[[ Data section open ]]
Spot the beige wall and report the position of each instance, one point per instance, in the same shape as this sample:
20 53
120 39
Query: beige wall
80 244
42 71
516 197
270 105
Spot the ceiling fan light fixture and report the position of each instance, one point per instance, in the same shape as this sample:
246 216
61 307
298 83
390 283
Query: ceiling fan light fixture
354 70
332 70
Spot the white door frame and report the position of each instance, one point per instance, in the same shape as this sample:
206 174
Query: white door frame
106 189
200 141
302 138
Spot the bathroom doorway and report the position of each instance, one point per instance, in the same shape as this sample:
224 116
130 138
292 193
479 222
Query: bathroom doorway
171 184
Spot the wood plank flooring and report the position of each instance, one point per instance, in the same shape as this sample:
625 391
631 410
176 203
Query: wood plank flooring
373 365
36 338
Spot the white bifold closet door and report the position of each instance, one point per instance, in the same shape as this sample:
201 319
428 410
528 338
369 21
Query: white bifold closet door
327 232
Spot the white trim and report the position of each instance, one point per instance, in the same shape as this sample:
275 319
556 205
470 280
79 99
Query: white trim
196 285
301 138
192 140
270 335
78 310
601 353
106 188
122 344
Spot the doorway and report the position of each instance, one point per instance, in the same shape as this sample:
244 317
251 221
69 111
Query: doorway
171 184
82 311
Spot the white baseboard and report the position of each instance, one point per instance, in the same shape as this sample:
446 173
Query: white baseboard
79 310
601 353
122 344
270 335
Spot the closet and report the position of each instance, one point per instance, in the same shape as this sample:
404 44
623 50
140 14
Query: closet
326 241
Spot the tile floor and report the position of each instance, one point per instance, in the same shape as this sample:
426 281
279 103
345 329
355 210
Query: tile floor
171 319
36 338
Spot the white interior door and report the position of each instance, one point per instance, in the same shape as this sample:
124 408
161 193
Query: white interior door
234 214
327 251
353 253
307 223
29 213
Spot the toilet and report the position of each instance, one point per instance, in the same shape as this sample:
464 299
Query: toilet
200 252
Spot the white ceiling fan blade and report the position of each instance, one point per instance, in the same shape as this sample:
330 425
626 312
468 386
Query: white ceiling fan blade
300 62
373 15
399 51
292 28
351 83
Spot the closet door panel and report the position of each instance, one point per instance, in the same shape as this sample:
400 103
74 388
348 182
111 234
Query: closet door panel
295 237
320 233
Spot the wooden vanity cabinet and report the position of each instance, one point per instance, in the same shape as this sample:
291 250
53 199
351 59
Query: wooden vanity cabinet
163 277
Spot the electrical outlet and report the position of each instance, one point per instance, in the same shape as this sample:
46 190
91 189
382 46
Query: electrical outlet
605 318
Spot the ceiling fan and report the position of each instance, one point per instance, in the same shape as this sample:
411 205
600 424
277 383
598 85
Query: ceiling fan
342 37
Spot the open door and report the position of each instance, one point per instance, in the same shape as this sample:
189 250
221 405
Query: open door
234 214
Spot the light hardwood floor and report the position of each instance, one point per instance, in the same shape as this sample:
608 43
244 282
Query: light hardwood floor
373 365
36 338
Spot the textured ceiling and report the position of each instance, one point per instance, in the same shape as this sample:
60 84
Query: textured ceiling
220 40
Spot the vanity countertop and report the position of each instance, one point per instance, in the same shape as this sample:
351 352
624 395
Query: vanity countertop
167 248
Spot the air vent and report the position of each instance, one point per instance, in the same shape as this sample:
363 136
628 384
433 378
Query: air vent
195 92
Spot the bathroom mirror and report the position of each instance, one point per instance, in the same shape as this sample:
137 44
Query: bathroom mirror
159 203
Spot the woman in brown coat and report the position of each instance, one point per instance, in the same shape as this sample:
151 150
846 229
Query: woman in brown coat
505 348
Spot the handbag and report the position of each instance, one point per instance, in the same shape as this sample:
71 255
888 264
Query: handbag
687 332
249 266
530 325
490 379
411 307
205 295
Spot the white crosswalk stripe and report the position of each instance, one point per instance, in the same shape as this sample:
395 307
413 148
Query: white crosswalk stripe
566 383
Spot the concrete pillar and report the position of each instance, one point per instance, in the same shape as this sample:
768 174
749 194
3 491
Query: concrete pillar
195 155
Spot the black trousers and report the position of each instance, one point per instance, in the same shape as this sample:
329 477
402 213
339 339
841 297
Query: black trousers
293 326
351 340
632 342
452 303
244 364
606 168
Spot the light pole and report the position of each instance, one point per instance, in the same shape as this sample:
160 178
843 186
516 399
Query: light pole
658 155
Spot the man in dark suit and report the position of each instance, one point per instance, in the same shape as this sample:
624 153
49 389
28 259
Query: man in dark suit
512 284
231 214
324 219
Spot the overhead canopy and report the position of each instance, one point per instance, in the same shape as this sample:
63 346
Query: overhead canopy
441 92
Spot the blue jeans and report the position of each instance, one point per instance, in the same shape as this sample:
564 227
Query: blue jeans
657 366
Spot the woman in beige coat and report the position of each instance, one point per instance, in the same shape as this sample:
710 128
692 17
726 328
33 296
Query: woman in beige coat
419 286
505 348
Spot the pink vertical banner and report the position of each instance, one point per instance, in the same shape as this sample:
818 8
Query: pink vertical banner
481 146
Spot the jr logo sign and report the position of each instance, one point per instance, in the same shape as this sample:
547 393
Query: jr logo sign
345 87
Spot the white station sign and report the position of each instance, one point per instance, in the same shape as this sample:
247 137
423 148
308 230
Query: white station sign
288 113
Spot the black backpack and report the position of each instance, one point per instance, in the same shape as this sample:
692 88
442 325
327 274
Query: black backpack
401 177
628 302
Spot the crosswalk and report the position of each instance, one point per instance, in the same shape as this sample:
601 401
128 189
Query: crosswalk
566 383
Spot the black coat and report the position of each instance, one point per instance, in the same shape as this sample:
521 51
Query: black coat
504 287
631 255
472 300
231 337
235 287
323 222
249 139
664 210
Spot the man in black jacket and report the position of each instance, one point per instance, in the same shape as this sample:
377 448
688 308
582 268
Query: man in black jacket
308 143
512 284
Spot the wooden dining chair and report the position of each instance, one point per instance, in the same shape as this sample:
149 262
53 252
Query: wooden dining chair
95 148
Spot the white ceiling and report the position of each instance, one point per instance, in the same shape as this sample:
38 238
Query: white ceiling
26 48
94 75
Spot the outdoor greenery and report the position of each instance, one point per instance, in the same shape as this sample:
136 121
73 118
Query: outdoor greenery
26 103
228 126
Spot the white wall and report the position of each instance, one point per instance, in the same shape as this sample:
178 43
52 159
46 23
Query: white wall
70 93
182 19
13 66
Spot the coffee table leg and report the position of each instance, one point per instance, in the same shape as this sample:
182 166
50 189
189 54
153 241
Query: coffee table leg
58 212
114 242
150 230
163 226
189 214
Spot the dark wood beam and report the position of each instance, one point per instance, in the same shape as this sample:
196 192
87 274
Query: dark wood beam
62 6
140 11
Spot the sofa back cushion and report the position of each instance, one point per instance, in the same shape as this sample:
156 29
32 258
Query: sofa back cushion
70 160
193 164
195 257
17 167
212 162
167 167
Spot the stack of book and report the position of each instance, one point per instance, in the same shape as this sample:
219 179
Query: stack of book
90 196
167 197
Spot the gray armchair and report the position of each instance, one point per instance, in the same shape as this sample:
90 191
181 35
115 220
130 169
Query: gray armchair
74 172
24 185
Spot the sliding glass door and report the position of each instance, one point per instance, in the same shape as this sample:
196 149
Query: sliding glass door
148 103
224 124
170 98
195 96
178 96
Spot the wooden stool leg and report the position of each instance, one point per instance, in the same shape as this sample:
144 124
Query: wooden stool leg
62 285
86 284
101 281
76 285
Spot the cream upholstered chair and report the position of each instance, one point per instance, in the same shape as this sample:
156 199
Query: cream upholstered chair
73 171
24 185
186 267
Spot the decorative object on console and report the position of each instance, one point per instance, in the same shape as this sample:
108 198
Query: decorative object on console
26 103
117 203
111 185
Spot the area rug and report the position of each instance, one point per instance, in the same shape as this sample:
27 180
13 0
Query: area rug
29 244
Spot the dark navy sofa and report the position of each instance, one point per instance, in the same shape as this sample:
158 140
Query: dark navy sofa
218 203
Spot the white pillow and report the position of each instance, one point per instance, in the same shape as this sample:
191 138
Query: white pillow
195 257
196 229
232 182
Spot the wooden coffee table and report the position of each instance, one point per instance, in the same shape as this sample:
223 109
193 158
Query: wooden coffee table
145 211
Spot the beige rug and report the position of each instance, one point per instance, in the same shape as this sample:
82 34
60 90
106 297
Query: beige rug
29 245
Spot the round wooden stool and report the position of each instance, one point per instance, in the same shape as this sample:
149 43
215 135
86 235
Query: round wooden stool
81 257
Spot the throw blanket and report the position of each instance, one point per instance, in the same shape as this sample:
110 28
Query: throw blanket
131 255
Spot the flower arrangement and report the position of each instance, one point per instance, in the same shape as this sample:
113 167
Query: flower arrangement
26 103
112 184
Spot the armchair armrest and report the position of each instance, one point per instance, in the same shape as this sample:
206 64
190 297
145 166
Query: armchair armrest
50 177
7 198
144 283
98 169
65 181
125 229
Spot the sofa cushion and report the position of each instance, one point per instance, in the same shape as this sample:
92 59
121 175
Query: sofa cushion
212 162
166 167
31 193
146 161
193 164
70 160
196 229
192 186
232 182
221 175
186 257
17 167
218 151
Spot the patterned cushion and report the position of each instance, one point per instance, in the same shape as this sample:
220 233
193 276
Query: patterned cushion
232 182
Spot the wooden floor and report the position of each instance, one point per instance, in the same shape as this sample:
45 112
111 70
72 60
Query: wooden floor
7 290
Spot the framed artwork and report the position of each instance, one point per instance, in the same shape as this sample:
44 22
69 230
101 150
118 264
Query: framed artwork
[[ Data section closed ]]
What the task requires: From the records above, return each line where "artwork" occurs.

Solution to the exercise:
Spot the framed artwork and report the position of each instance, one point per instance, in the same shape as this sample:
Query: framed artwork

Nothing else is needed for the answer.